AUFGABEN
(a) Welches Bundesland ist laut dem Text über Landflucht als Ganzes von massiven Abwanderungstendenzen betroffen?
(b) Zitiere aus dem Text über Landflucht alles von „Band 1 widmet“ bis hinunter zu „die Rede sein.“.
(c) Setze den Text über Landflucht nach seinem letzten Satz fort.

VORLIEGENDER TEXT
═══
Landflucht: Wo es sie gibt – und was dagegen zu tun ist

Das Land stirbt aus! Politik-Analyst Peter Filzmaier hält diesen Satz für einen "Gau", nämlich: Für den "größten anzunehmenden Unsinn", wie er im Gespräch mit dem KURIER erklärt. Gemeinsam mit dem Präsidenten des Gemeindebundes, Johannes Pressl, hat der Politik-Analyst nun eine Buchreihe initiiert (alle Beiträge siehe hier), in der sich Wissenschaftler mit den Herausforderungen des ländlichen Raumes auseinandersetzen.
Band 1 widmet sich der Demografie. Und auch wenn es zutrifft, dass viele Regionen Österreichs - im Unterschied zu den Ballungszentren - mit anhaltender Abwanderung zu kämpfen haben, stimmt eines definitiv nicht, nämlich: Dass die Menschen dem Landleben generell den Rücken kehren.

"Es gibt regional erhebliche Unterschiede", sagt Filzmaier. So ist Kärnten als gesamtes Bundesland von massiven Abwanderungstendenzen betroffen. In Flächenbundesländern wie der Steiermark spielt sich die Abwanderung nur in einzelnen Regionen ab. Und im Westen kann von Landflucht grundsätzlich nicht die Rede sein.
═══
(Dateneinträge)
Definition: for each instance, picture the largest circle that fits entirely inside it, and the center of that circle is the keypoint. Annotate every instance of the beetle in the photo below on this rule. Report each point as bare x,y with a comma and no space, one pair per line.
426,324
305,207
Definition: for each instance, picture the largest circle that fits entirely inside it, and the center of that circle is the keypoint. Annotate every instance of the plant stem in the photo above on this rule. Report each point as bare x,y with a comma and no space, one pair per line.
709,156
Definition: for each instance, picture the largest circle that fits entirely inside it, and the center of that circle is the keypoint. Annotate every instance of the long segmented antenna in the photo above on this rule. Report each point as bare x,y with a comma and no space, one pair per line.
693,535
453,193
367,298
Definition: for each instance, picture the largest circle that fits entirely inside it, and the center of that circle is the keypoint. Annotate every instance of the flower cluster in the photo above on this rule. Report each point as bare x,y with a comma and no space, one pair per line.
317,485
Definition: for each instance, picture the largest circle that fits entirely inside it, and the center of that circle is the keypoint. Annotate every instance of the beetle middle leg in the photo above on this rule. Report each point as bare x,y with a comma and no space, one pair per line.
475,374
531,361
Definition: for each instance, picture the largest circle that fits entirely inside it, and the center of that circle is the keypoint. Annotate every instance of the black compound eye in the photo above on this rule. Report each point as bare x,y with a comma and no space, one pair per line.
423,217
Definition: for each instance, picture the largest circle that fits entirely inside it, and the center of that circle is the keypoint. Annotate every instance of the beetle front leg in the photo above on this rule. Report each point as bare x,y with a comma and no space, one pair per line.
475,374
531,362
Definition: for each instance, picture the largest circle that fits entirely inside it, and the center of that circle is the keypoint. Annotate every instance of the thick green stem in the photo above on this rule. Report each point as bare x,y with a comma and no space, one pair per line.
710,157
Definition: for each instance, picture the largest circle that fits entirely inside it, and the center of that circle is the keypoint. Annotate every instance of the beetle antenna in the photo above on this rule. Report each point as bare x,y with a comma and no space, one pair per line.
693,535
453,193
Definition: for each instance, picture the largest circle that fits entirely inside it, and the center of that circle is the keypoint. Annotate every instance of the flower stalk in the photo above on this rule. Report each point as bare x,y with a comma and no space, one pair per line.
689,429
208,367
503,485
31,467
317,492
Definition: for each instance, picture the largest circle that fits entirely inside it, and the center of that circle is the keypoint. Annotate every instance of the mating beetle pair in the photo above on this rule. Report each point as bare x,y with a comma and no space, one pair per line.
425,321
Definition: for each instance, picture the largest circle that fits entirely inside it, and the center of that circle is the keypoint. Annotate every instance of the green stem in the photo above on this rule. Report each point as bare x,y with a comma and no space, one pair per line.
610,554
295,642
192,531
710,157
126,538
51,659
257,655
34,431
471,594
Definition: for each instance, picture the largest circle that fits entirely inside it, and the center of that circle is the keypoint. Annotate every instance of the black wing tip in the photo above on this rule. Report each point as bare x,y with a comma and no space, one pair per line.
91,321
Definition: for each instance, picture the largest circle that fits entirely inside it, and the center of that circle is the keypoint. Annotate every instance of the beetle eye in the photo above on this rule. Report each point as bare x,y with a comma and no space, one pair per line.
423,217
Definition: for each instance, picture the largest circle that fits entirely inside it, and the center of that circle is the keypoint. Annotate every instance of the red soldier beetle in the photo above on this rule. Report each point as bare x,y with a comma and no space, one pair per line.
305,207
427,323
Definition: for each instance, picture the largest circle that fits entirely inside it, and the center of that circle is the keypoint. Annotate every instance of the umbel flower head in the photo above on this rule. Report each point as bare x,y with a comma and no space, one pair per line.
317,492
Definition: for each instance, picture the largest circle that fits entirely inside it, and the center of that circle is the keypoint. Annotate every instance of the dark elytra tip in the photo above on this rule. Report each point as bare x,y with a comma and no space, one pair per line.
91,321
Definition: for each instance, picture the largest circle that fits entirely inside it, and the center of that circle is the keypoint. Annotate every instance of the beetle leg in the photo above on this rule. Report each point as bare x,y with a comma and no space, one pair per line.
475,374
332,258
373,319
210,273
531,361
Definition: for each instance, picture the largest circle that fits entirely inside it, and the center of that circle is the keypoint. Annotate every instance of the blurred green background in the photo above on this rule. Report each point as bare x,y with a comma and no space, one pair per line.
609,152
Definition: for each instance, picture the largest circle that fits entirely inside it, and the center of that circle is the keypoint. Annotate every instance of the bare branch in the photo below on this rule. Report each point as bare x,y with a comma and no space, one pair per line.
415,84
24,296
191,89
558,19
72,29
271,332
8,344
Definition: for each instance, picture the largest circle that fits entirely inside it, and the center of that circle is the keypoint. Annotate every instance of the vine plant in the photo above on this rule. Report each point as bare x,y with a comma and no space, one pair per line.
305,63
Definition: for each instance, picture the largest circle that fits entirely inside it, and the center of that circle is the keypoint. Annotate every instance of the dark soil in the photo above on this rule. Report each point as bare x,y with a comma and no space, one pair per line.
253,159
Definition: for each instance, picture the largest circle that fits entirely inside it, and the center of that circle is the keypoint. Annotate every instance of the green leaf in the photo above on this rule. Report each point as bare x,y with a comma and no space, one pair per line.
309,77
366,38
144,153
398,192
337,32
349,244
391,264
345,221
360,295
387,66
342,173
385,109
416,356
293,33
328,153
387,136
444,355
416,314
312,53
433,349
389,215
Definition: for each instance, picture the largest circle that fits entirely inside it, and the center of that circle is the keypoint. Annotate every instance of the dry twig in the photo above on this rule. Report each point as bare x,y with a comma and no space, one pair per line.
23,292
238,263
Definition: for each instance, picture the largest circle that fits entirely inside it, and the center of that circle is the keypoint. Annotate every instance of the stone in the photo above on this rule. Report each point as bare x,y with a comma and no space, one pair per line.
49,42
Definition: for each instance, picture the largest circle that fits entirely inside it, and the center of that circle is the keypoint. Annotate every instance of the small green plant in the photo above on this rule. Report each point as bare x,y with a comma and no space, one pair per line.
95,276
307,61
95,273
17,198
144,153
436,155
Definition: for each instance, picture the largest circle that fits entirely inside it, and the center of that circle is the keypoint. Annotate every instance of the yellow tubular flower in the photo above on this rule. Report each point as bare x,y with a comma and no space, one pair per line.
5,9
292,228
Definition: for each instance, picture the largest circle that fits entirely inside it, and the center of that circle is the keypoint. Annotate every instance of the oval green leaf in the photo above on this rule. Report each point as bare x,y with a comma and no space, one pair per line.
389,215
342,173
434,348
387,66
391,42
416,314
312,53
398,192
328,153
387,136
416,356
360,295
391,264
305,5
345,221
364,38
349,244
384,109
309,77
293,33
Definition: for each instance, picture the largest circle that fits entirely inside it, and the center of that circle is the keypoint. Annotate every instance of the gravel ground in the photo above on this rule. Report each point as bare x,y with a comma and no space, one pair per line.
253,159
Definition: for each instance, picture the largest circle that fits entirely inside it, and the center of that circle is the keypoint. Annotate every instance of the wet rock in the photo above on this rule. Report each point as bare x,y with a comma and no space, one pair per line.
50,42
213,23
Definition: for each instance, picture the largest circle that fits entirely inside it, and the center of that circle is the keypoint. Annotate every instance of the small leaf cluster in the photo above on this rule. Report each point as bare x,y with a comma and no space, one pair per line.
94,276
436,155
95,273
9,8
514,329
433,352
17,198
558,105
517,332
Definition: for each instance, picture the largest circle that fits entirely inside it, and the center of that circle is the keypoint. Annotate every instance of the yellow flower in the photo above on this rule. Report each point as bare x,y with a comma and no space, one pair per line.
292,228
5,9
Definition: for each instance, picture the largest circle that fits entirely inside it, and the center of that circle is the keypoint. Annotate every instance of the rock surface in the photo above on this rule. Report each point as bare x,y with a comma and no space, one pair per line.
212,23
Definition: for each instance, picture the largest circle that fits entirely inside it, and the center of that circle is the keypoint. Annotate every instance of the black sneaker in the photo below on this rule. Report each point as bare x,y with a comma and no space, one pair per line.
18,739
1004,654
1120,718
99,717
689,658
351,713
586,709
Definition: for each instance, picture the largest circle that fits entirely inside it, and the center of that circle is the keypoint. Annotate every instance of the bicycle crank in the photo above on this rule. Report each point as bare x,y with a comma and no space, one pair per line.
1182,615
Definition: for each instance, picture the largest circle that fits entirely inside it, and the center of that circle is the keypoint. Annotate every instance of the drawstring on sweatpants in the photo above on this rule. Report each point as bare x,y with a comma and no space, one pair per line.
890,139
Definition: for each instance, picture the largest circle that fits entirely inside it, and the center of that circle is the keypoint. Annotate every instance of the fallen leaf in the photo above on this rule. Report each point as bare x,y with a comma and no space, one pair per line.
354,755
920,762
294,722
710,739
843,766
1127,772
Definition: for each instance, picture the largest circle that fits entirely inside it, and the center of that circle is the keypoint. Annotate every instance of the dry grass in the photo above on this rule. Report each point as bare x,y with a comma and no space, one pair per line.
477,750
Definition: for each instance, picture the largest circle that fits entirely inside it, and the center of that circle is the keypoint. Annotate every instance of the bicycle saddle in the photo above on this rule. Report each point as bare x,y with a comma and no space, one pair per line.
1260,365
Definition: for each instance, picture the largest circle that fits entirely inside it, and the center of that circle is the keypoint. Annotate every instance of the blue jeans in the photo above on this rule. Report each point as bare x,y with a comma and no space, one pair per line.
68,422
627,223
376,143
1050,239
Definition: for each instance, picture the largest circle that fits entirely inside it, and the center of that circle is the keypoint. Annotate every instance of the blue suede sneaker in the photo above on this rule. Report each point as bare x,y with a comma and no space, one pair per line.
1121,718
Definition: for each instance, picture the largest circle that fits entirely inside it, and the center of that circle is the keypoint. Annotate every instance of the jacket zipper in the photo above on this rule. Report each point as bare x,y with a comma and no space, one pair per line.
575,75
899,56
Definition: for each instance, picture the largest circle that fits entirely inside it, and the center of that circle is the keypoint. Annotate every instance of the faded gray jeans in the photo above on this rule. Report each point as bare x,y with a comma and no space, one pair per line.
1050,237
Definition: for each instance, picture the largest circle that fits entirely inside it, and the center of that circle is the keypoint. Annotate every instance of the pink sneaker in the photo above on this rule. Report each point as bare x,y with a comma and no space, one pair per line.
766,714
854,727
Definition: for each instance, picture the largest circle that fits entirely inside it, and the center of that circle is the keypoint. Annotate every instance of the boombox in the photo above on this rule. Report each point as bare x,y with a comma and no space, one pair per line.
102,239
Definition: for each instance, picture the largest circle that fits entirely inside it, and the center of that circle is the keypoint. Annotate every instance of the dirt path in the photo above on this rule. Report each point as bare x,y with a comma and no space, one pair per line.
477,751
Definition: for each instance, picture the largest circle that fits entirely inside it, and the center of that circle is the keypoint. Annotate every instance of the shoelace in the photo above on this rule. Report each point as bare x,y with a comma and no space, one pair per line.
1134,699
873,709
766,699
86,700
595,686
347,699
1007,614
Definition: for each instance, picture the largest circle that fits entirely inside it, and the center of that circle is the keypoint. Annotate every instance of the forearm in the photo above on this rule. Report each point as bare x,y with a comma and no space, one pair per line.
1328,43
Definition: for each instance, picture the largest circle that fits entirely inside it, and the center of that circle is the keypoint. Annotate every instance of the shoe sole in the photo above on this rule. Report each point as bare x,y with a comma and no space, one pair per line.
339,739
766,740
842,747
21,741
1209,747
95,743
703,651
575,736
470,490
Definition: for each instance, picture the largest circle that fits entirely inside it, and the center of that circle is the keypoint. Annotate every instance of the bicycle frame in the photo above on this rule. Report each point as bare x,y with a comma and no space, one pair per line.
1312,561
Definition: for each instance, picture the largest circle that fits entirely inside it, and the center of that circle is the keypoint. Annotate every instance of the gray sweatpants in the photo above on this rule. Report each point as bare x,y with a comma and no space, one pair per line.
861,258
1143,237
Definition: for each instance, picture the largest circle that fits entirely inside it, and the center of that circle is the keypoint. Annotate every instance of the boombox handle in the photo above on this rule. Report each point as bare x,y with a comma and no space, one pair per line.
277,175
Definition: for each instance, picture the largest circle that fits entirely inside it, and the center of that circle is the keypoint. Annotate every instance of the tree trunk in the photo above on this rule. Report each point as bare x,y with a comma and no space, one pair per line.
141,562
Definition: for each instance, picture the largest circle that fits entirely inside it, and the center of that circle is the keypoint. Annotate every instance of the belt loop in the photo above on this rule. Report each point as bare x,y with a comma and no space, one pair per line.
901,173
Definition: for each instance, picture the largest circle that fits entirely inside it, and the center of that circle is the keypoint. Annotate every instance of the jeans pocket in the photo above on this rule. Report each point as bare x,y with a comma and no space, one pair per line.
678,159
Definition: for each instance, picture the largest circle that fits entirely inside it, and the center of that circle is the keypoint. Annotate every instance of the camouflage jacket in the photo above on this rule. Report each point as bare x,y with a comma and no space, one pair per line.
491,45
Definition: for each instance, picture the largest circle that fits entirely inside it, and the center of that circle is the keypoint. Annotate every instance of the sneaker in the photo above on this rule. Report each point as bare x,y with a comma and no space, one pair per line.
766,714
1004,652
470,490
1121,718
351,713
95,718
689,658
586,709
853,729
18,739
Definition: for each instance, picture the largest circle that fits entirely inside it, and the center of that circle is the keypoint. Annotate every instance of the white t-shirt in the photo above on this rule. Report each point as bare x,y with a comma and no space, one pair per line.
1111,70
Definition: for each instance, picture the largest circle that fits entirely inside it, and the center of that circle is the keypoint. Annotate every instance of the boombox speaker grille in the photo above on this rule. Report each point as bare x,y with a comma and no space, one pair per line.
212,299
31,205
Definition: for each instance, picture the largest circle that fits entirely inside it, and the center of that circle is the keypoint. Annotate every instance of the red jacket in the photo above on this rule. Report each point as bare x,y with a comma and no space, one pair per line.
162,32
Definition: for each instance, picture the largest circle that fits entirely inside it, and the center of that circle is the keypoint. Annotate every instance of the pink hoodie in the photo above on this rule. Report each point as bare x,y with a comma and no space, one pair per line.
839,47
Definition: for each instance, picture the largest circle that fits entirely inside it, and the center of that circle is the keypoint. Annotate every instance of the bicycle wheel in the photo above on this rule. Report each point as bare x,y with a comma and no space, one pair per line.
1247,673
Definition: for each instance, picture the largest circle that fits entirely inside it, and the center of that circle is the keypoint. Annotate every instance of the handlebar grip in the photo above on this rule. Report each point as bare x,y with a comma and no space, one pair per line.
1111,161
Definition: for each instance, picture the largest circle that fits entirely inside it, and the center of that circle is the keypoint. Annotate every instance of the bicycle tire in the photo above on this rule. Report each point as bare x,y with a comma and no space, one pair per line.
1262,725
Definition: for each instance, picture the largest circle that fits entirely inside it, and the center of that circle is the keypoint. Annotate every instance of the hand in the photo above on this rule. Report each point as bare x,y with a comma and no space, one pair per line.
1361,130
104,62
═══
LÖSUNGEN
(a) Kärnten.

(b)
Band 1 widmet sich der Demografie. Und auch wenn es zutrifft, dass viele Regionen Österreichs - im Unterschied zu den Ballungszentren - mit anhaltender Abwanderung zu kämpfen haben, stimmt eines definitiv nicht, nämlich: Dass die Menschen dem Landleben generell den Rücken kehren.

"Es gibt regional erhebliche Unterschiede", sagt Filzmaier. So ist Kärnten als gesamtes Bundesland von massiven Abwanderungstendenzen betroffen. In Flächenbundesländern wie der Steiermark spielt sich die Abwanderung nur in einzelnen Regionen ab. Und im Westen kann von Landflucht grundsätzlich nicht die Rede sein.

(c)
"Vier von 10 Gemeinden in Österreich werden bis ins Jahr 2040 deutlich schrumpfen, die Speckgürtel-Gemeinden wachsen demgegenüber massiv", erklärt Pressl. Für die ländlichen Regionen bedeutet das nachzudenken, wie sich das Zusammenleben am Land verändern muss, damit es für Menschen attraktiv und leistbar bleibt - und genau dafür bieten die in der von Filzmaier und Pressl herausgegebenen Publikation Ansätze.

Empty-Nest-Syndrom
Besonders spannend ist die Frage des Wohnraums - und was sich diesbezüglich verändern muss. Denn auch wenn das Einfamilienhaus als Wohnform in Österreich fest verankert ist: Nachhaltig ist die Wohnform nicht, im Gegenteil: Viele Regionen leiden am "Empty-Nest-Syndrom". Als Empty-Nester werden Menschen zwischen 40 und 64 bezeichnet, deren Kinder nicht mehr im gleichen Haushalt wohnen und die im Einfamilienhaus viele freie Zimmer haben.
Im benachbarten Deutschland werden laut Untersuchungen mittlerweile sechzig Prozent aller Einfamilienhäuser von ein bis maximal zwei Menschen bewohnt. Und das ist nicht nur deshalb ein Problem, weil parallel dazu weiterhin neue Einfamilienhäuser gebaut werden und damit die Versiegelung von Grünflächen voranschreitet. Auch die Bewohner selbst schlittern mit zunehmendem Alter mitunter in Schwierigkeiten: Treppen ins Obergeschoss werden oft zum Hindernis; für viele wird es schwieriger, größere Gärten zu pflegen und das Haus sauber zu halten; und auch finanziell wächst die Last - ein Haus mit mehreren hundert Quadratmetern will gut geheizt werden.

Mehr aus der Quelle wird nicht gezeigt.